## begin Material for this task

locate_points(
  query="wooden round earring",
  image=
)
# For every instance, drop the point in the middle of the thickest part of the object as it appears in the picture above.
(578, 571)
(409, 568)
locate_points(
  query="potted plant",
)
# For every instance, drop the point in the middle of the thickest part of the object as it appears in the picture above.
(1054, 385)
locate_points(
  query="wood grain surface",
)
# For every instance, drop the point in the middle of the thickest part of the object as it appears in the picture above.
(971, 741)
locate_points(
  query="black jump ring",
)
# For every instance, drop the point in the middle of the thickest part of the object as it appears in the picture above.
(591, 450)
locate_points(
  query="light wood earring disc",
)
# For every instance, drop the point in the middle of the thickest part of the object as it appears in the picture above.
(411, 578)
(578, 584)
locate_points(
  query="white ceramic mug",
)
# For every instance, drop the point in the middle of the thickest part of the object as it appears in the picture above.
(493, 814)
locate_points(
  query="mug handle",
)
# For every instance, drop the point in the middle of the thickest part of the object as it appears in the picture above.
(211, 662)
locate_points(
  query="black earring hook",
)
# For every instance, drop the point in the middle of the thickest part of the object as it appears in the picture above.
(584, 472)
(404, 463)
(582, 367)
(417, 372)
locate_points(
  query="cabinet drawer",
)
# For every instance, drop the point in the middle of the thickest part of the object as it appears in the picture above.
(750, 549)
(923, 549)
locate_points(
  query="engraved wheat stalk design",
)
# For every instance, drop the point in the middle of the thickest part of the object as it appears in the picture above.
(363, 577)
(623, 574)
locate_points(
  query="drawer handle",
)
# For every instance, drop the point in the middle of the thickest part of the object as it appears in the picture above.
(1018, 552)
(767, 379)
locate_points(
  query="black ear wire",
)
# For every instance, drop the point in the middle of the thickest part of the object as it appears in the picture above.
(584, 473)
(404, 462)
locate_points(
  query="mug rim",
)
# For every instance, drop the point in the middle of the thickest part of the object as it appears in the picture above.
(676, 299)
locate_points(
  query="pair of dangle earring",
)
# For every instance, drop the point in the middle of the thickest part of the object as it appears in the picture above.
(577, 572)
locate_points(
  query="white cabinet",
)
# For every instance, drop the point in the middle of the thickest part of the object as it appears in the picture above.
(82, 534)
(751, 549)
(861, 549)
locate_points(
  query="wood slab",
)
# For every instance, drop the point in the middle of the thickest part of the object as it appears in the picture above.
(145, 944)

## end Material for this task

Write out the material exactly as given.

locate_points(
  query="wooden round earring",
  image=
)
# For every instance, drop the point in the middle of the thickest part of the object as it appears in the picture above.
(578, 571)
(409, 568)
locate_points(
  query="potted plant",
)
# For every instance, drop the point in the middle of the thickest part of the object as it appears in the picture above.
(1054, 385)
locate_points(
  query="wood grain surface",
)
# For every instance, drop the point in the middle of the thickest part of the object as it appears in the picture above.
(971, 741)
locate_points(
  query="black jump ring",
)
# For every instance, drop the point in the middle of the thickest part of the object as it appears in the picture above.
(591, 450)
locate_points(
  query="light wood earring disc",
)
# For every instance, drop the point in the middle of the thickest part of the object as it appears in the picture above.
(411, 578)
(578, 584)
locate_points(
  query="white ceramic mug",
)
# For every instance, drop the point in the middle of the thickest part of the object as it appears in the picture above.
(493, 814)
locate_points(
  query="mug handle",
)
# For every instance, drop the point in the middle of the thickest part of the object as it appears in the picture above.
(211, 662)
locate_points(
  query="black earring hook",
)
# For every instance, drop the point in the middle of the thickest part of the object as it appears in the picture above.
(584, 472)
(404, 463)
(582, 367)
(417, 372)
locate_points(
  query="cabinet drawer",
)
# For every instance, drop the point in the middle of the thickest part of the object as it appears in the picture above.
(750, 549)
(923, 549)
locate_points(
  query="engraved wheat stalk design",
)
# For every instance, drop the point in the middle of the thickest part of the object as it appears in the picture above.
(363, 577)
(623, 574)
locate_points(
  query="drawer handle",
)
# For every instance, drop the point in the middle of the thickest part of the object as it appears in the picture above.
(1018, 552)
(767, 379)
locate_points(
  query="black ear wire",
)
# For every instance, drop the point in the middle of the thickest part of the object as it appears in the picture above.
(584, 473)
(404, 462)
locate_points(
  query="mug rim",
)
# For every instance, drop the point in the middle of the thickest part of the object as it appears in the picture above.
(676, 299)
locate_points(
  query="pair of dangle earring",
)
# For every instance, drop the point in the middle of the thickest part of the object as it appears in the picture above.
(577, 572)
locate_points(
  query="white cabinet",
)
# For every instance, drop the point in the middle of the thickest part of the object as it appears in the picture above.
(82, 534)
(751, 549)
(861, 549)
locate_points(
  query="wood slab",
)
# For every instance, drop the point in the middle of the thickest part of the object as it appears in the picture above.
(145, 944)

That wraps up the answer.